The task: Leaving out the images, reproduce every line of the data that follows exactly.

[Items from a data source]
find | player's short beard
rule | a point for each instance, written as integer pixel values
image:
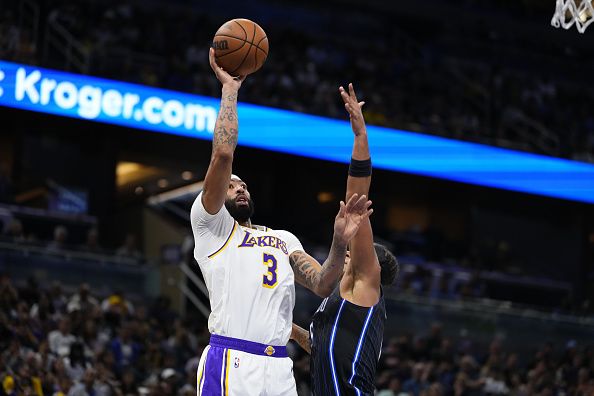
(240, 213)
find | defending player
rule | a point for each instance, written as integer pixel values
(347, 330)
(250, 271)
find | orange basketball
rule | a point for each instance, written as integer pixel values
(241, 47)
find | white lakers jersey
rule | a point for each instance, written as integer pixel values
(248, 275)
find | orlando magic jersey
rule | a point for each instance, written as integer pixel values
(346, 341)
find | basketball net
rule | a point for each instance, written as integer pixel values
(569, 12)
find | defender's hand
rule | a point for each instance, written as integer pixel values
(225, 78)
(349, 218)
(353, 106)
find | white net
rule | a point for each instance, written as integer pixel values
(570, 12)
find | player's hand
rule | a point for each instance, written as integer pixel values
(225, 78)
(353, 106)
(350, 217)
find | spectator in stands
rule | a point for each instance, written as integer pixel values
(76, 363)
(14, 231)
(6, 190)
(125, 350)
(59, 300)
(116, 309)
(92, 243)
(129, 248)
(83, 300)
(61, 339)
(415, 384)
(59, 242)
(90, 386)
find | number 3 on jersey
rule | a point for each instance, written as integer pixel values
(269, 279)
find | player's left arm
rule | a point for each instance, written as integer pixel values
(301, 337)
(362, 252)
(321, 279)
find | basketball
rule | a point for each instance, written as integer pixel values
(241, 47)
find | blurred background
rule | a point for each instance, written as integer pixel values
(99, 292)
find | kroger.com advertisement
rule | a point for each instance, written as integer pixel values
(71, 95)
(84, 97)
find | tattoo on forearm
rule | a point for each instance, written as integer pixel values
(225, 133)
(301, 336)
(305, 272)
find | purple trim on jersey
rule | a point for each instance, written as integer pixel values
(212, 372)
(248, 346)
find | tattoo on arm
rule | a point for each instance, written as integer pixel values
(301, 337)
(225, 133)
(320, 279)
(306, 272)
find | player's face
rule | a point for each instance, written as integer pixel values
(239, 201)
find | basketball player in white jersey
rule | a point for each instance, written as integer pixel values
(250, 271)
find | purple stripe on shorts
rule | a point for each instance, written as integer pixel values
(247, 346)
(212, 371)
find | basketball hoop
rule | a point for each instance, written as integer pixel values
(569, 12)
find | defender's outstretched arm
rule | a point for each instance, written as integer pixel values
(224, 141)
(363, 257)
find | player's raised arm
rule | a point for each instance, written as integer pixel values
(322, 279)
(224, 141)
(359, 178)
(363, 257)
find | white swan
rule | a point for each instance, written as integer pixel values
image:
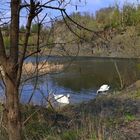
(103, 88)
(61, 98)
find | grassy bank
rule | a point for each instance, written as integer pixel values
(112, 117)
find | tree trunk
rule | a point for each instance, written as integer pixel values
(13, 111)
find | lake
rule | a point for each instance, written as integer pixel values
(81, 78)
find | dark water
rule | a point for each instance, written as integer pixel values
(82, 77)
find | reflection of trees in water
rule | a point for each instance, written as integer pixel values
(91, 74)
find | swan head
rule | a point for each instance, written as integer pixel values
(68, 96)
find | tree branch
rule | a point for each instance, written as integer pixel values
(2, 48)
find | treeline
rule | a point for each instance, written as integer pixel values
(64, 31)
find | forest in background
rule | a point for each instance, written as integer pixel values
(116, 33)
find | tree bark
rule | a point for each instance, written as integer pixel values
(13, 107)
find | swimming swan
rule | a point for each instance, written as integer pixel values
(61, 98)
(103, 88)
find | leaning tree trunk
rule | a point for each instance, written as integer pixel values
(12, 105)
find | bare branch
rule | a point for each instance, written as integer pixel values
(2, 48)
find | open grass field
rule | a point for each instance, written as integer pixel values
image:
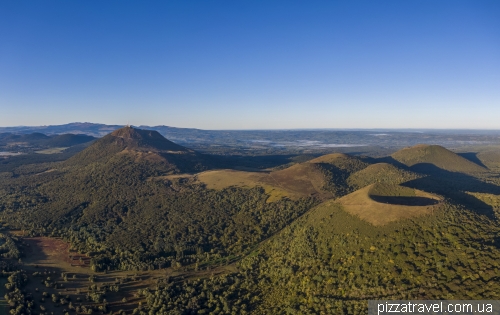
(300, 180)
(59, 275)
(380, 210)
(51, 150)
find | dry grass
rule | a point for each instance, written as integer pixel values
(300, 180)
(360, 203)
(51, 150)
(52, 257)
(221, 179)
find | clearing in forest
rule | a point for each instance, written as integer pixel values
(380, 204)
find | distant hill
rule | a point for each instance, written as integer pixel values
(421, 155)
(381, 173)
(67, 140)
(32, 137)
(141, 146)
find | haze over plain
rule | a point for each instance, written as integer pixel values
(251, 65)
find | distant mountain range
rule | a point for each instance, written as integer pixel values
(298, 141)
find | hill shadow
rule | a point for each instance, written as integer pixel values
(405, 200)
(472, 156)
(453, 186)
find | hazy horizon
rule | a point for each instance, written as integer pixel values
(252, 66)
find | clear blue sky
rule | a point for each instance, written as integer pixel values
(251, 64)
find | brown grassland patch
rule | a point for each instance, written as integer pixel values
(69, 277)
(361, 204)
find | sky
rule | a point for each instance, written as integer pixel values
(251, 64)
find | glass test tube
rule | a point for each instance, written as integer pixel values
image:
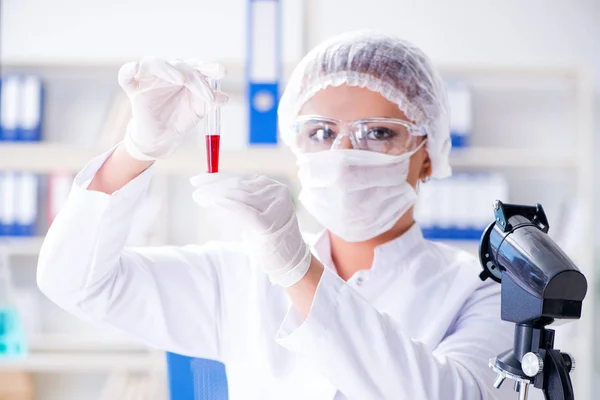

Task solution:
find | player's short beard
rule | a point for each instance, written as integer pixel values
image:
(240, 213)
find | defending player
rule | a point for each instance, written as integer pixel values
(347, 330)
(250, 271)
find | orange basketball
rule | a point for each instance, written as integer pixel values
(241, 47)
find | white lakers jersey
rule | a point for each instance, written as integer pixel values
(248, 275)
find | orlando magic jersey
rule | a point for each instance, written as integer pixel values
(346, 341)
find | basketball net
rule | a point for each instance, written as integer pixel values
(569, 12)
find | defender's hand
rule | a point for each instance, written as integer pixel values
(225, 78)
(349, 218)
(353, 106)
find | white net
rule | a point for each instance, written as integer pixel values
(570, 12)
find | player's hand
rule | a point for each instance, written as integer pixel values
(225, 78)
(353, 106)
(350, 217)
find | spectator in stands
rule | a point for each instance, written as integer pixel values
(76, 363)
(14, 231)
(6, 190)
(125, 350)
(59, 300)
(116, 309)
(92, 243)
(129, 248)
(83, 300)
(61, 339)
(415, 384)
(59, 242)
(90, 386)
find | number 3 on jersey
rule | a point for each instance, written as integer pixel values
(269, 279)
find | player's left arm
rule | a point for each instance, written as integer pixel values
(301, 337)
(362, 252)
(321, 279)
find | basketball
rule | a point for each instance, written as integer pixel values
(241, 47)
find | blurred background
rule | a point for each instance, written as integer pixel values
(99, 292)
find | kroger.com advertisement
rule | a point for each instance, written as integer pixel values
(71, 95)
(84, 97)
find | tattoo on forearm
rule | a point for each instance, written as integer pixel values
(225, 133)
(301, 336)
(305, 272)
find | purple trim on jersey
rule | a point for each instance, written as integer pixel values
(212, 372)
(248, 346)
find | tattoo on arm
rule | a point for each instance, written as integer pixel values
(301, 337)
(225, 133)
(320, 279)
(306, 272)
find | player's face
rule | a point for each instance, written as integer pixel values
(239, 201)
find | basketball player in white jersey
rule | a point for each instance, written as integer pixel values
(250, 271)
find | purple stripe on shorts
rule | a point for each instance, written as integer pixel values
(247, 346)
(212, 371)
find | basketball hoop
rule | a point for each instance, written as integer pixel values
(569, 12)
find | defender's outstretched arm
rule | a point for each instance, written as integer pixel values
(224, 141)
(363, 257)
find | player's raised arm
rule | a point for each instance, written as integer pixel values
(322, 279)
(224, 141)
(359, 178)
(363, 257)
find | white swan
rule | a point for each instance, written as integer pixel values
image:
(103, 88)
(61, 98)
find | grassy bank
rule | a point for each instance, written as integer pixel values
(112, 117)
find | tree trunk
rule | a point for each instance, written as integer pixel values
(13, 111)
find | lake
rule | a point for each instance, written as integer pixel values
(81, 78)
find | dark water
rule | a point for each instance, written as integer pixel values
(82, 77)
find | reflection of trees in water
rule | a point for each instance, written as integer pixel values
(91, 74)
find | swan head
rule | a point for each instance, written as integer pixel values
(68, 96)
find | tree branch
rule | a point for each instance, written as integer pixel values
(2, 48)
find | treeline
rule | a point for each instance, written as integer pixel values
(64, 31)
find | forest in background
rule | a point for each instance, written as integer pixel values
(116, 33)
find | tree bark
rule | a point for each instance, written as integer pixel values
(13, 107)
find | swimming swan
rule | a point for each instance, written as integer pixel values
(61, 98)
(103, 88)
find | leaning tree trunk
rule | a point for each instance, written as integer pixel values
(12, 105)
find | bare branch
rule | a point for each instance, written as integer pixel values
(2, 48)
find | open grass field
rule | a point for each instance, written as integer pixel values
image:
(300, 180)
(59, 275)
(380, 210)
(51, 150)
find | dry grass
rule | a point for each instance, written as integer pixel values
(300, 180)
(360, 203)
(51, 150)
(52, 257)
(221, 179)
find | clearing in forest
rule | a point for each instance, written as integer pixel values
(380, 204)
find | distant hill
rule | a point for each instance, written as integer pixel values
(421, 155)
(381, 173)
(67, 140)
(32, 137)
(141, 146)
find | haze over plain
rule | a point for each instance, written as integer pixel values
(251, 65)
find | distant mountain range
rule | a point for each instance, written as integer pixel values
(298, 141)
find | hill shadow
rule | a point for each instance, written as integer pixel values
(405, 200)
(472, 156)
(453, 186)
find | hazy horizon
rule | a point for each instance, written as integer pixel values
(252, 66)
find | clear blue sky
rule | a point for each instance, written as integer pixel values
(251, 64)
find | brown grassland patch
rule | a point for each instance, written as integer pixel values
(69, 277)
(361, 204)
find | sky
rule | a point for each instance, written as integer pixel values
(251, 64)
find | glass test tube
rule | a point for each instance, written as integer pixel values
image:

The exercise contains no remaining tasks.